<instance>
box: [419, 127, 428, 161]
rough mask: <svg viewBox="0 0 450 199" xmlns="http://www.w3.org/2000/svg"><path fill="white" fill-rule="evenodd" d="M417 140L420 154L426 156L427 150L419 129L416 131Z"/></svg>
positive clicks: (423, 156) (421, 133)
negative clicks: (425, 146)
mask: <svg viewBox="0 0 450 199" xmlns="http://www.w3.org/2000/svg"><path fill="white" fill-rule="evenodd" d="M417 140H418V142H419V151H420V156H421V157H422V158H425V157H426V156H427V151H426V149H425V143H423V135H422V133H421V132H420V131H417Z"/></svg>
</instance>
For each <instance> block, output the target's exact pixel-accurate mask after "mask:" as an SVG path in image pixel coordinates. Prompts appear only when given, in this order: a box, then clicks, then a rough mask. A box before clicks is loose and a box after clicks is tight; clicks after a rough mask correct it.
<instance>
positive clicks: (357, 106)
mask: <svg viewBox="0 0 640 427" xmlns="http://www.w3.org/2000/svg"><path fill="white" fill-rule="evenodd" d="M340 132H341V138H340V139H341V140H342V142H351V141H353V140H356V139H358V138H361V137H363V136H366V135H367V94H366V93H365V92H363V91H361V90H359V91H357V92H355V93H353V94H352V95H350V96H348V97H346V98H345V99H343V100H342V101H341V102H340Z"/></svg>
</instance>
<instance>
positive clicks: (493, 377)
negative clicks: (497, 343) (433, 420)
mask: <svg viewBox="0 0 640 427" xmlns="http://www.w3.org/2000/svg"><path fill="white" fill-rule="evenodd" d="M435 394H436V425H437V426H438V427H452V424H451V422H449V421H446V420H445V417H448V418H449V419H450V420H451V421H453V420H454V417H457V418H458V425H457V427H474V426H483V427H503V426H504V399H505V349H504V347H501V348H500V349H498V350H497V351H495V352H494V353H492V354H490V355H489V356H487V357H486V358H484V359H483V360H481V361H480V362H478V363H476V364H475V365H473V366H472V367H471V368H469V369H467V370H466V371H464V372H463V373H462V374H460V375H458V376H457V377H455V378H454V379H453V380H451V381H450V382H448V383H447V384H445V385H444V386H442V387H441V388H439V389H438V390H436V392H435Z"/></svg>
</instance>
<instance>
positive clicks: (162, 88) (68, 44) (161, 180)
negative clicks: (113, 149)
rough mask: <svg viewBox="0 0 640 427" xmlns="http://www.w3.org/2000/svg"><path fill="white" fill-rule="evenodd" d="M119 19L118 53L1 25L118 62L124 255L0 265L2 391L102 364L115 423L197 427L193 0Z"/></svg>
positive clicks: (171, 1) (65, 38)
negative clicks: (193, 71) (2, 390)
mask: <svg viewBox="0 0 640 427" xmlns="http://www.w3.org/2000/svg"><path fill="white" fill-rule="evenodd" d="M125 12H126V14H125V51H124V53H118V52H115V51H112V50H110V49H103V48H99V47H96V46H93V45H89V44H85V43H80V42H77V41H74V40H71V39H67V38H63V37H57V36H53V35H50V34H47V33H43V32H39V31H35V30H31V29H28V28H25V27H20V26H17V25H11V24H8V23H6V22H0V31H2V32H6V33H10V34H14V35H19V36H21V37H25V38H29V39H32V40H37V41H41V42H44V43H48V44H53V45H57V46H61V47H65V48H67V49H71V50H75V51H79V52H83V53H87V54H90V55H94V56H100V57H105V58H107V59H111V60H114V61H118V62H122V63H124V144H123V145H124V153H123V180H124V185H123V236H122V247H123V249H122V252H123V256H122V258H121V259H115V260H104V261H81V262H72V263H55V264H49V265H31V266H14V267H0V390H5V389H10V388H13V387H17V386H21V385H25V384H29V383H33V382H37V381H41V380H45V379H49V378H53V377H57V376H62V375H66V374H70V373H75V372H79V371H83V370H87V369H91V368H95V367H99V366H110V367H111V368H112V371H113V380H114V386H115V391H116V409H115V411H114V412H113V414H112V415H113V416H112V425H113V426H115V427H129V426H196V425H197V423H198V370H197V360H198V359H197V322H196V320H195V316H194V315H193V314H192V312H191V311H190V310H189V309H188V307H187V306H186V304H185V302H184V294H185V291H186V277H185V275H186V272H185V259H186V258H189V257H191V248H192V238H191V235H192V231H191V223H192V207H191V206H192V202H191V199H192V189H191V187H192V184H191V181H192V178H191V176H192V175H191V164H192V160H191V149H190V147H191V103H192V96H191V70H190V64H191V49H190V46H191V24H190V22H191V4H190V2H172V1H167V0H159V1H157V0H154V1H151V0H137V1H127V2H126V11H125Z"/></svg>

◆ ◆ ◆ ◆

This exercise requires an exact copy of all the records.

## Your response
<instance>
box: [419, 127, 428, 161]
rough mask: <svg viewBox="0 0 450 199" xmlns="http://www.w3.org/2000/svg"><path fill="white" fill-rule="evenodd" d="M417 140L420 154L426 156L427 150L419 129L416 131Z"/></svg>
positive clicks: (423, 156) (421, 133)
negative clicks: (425, 146)
mask: <svg viewBox="0 0 450 199" xmlns="http://www.w3.org/2000/svg"><path fill="white" fill-rule="evenodd" d="M417 140H418V142H419V151H420V156H421V157H422V158H425V157H426V156H427V151H426V149H425V143H423V135H422V133H421V132H420V131H417Z"/></svg>
</instance>
For each <instance> block, output the target's exact pixel-accurate mask after "mask:" as an SVG path in image pixel coordinates. Prompts appear only when given, in this order: a box, then clicks, then a rough mask. A box before clicks is loose and a box after clicks is tight; clicks after a rough mask correct it.
<instance>
positive clicks: (357, 106)
mask: <svg viewBox="0 0 640 427" xmlns="http://www.w3.org/2000/svg"><path fill="white" fill-rule="evenodd" d="M340 132H341V138H340V139H341V140H342V142H351V141H353V140H356V139H358V138H361V137H363V136H366V135H367V94H366V93H365V92H363V91H361V90H359V91H357V92H355V93H353V94H352V95H350V96H348V97H346V98H345V99H343V100H342V101H341V102H340Z"/></svg>
</instance>
<instance>
positive clicks: (493, 377)
negative clicks: (497, 343) (433, 420)
mask: <svg viewBox="0 0 640 427" xmlns="http://www.w3.org/2000/svg"><path fill="white" fill-rule="evenodd" d="M435 394H436V425H437V426H438V427H452V424H451V422H449V421H446V420H445V417H448V418H449V419H450V420H451V421H453V420H454V417H457V418H458V425H457V427H474V426H483V427H503V426H504V399H505V349H504V347H501V348H500V349H498V350H497V351H495V352H494V353H492V354H490V355H489V356H487V357H486V358H484V359H483V360H481V361H480V362H478V363H476V364H475V365H473V366H472V367H471V368H469V369H467V370H466V371H464V372H463V373H462V374H460V375H458V376H457V377H455V378H454V379H453V380H451V381H450V382H448V383H447V384H445V385H444V386H442V387H441V388H439V389H438V390H436V392H435Z"/></svg>
</instance>
<instance>
positive clicks: (162, 88) (68, 44) (161, 180)
negative clicks: (113, 149)
rough mask: <svg viewBox="0 0 640 427" xmlns="http://www.w3.org/2000/svg"><path fill="white" fill-rule="evenodd" d="M119 19L118 53L1 25L118 62L124 255L0 265L2 391L102 364L115 423L197 427L193 0Z"/></svg>
positive clicks: (171, 1) (65, 38)
negative clicks: (193, 71) (2, 390)
mask: <svg viewBox="0 0 640 427" xmlns="http://www.w3.org/2000/svg"><path fill="white" fill-rule="evenodd" d="M125 12H126V14H125V51H124V53H118V52H115V51H112V50H110V49H103V48H99V47H96V46H93V45H89V44H85V43H80V42H77V41H74V40H71V39H67V38H63V37H57V36H53V35H50V34H47V33H43V32H39V31H35V30H31V29H28V28H25V27H20V26H17V25H11V24H8V23H6V22H0V31H2V32H6V33H10V34H14V35H19V36H21V37H25V38H29V39H32V40H37V41H41V42H44V43H48V44H53V45H57V46H61V47H65V48H67V49H71V50H75V51H79V52H83V53H87V54H90V55H94V56H100V57H105V58H107V59H111V60H114V61H118V62H122V63H124V144H123V145H124V153H123V180H124V185H123V236H122V247H123V249H122V252H123V256H122V258H121V259H115V260H104V261H81V262H72V263H55V264H49V265H31V266H14V267H0V390H5V389H10V388H13V387H17V386H21V385H25V384H29V383H33V382H37V381H41V380H45V379H49V378H53V377H57V376H62V375H66V374H70V373H75V372H79V371H83V370H87V369H91V368H95V367H99V366H110V367H111V368H112V371H113V380H114V386H115V391H116V409H115V411H114V412H113V414H112V415H113V416H112V425H113V426H115V427H129V426H196V425H197V423H198V370H197V360H198V359H197V322H196V320H195V316H194V315H193V314H192V312H191V311H190V310H189V309H188V307H187V306H186V304H185V302H184V294H185V291H186V277H185V275H186V272H185V259H186V258H189V257H191V248H192V238H191V235H192V231H191V223H192V207H191V206H192V202H191V199H192V189H191V187H192V184H191V181H192V178H191V176H192V175H191V164H192V160H191V149H190V147H191V103H192V96H191V70H190V64H191V49H190V46H191V24H190V22H191V4H190V2H172V1H167V0H159V1H157V0H154V1H151V0H137V1H127V2H126V11H125Z"/></svg>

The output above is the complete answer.